Photo-based referring expression data
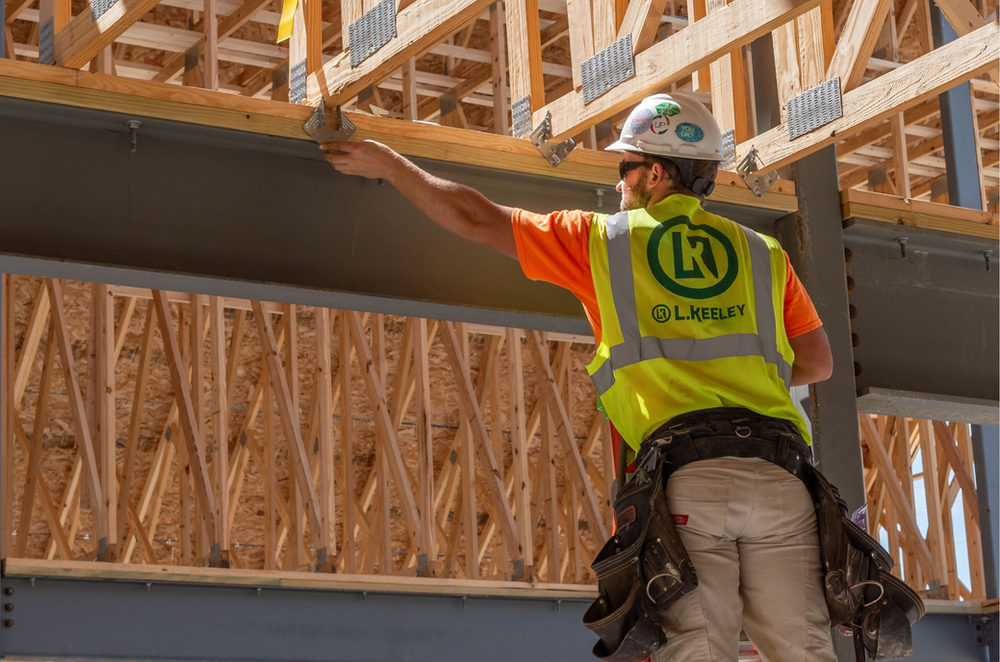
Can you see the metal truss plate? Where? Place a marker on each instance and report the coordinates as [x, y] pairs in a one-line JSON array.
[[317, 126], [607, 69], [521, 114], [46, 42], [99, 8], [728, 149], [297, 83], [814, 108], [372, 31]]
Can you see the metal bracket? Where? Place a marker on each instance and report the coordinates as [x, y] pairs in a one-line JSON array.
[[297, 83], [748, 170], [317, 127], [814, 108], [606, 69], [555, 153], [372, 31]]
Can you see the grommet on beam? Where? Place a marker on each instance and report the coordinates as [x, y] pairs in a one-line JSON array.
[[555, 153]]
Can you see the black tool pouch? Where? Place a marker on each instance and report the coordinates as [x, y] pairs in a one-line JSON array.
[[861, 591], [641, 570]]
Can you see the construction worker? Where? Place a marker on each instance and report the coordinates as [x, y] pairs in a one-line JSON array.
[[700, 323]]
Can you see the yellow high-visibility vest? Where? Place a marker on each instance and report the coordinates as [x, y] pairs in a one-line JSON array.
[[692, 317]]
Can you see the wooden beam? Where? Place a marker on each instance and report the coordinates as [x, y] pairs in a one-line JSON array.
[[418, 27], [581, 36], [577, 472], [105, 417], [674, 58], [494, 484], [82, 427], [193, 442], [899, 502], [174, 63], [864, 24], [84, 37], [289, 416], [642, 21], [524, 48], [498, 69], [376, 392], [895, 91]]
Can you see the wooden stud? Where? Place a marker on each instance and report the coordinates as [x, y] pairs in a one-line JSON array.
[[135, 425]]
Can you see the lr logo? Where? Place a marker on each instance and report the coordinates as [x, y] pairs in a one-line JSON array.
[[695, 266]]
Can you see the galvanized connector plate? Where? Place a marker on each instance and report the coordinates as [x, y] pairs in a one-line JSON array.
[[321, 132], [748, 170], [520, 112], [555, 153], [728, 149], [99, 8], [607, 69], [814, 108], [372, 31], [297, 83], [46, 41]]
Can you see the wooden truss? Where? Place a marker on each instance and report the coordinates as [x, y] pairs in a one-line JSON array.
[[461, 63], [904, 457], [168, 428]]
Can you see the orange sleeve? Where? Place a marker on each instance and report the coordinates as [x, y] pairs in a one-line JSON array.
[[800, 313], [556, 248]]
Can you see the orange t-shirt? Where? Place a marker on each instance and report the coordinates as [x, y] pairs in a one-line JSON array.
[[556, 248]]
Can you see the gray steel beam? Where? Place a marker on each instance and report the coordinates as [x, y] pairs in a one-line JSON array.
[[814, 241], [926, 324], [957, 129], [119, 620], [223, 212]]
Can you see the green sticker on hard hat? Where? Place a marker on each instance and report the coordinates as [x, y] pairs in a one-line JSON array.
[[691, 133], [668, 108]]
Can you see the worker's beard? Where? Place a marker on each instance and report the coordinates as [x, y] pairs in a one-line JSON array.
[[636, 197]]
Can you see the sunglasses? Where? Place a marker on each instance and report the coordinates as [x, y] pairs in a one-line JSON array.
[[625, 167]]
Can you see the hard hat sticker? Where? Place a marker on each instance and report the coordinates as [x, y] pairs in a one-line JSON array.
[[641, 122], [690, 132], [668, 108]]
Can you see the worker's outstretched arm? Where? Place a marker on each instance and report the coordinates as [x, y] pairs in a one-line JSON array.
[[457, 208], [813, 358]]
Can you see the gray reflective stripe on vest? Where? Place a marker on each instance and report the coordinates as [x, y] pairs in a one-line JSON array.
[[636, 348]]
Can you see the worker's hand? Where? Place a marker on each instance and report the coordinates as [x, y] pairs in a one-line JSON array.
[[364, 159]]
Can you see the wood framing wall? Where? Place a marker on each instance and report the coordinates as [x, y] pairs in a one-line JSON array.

**Task objective:** Counting the line that contains "Can you see the worker's hand?" as the first, copy exactly every line through the end of the records, and nothing else.

**Expected answer:**
Can you see the worker's hand? Where? Place a marker on each instance and report the coordinates as [x, y] pairs in a one-line JSON array.
[[364, 159]]
Can you see the wood framing wall? Where? Place a marker on each instance and report the coordinates as [x, y] pairs in a one-line JSON array.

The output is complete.